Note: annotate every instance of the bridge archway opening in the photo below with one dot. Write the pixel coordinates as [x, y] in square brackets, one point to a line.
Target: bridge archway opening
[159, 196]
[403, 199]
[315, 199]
○ ○ ○
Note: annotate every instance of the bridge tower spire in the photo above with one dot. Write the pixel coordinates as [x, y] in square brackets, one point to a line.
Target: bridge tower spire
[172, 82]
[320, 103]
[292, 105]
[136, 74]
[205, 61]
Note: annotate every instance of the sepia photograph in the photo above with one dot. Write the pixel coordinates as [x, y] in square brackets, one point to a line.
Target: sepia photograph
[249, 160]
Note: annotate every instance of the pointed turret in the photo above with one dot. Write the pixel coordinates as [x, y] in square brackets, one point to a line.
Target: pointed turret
○ ○ ○
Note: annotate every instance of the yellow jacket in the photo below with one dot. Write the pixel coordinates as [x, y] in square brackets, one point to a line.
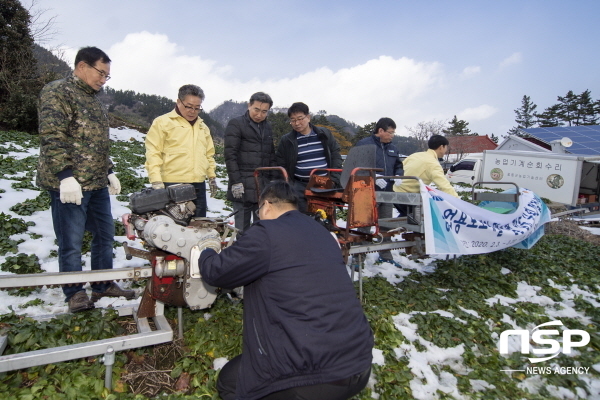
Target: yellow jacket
○ ○ ○
## [STATED GOAL]
Update the lines from the one containing "Note: annotate every instance of the sepia" through the one containing "Target: pointed turret", swapping "pointed turret" for "round turret" and leaving everything else the same. Return only those lines.

## [THE RESPONSE]
Note: annotate every instance of the sepia photograph in the photo above with one dot. Write the pixel coordinates as [x, y] in square brackets, one point to a line.
Target: sepia photograph
[249, 160]
Note: annotate every instance of the round turret in the photo above with one dot. Write the pixel coordinates as [x, y] in square brackets, one point to a line.
Target: round turret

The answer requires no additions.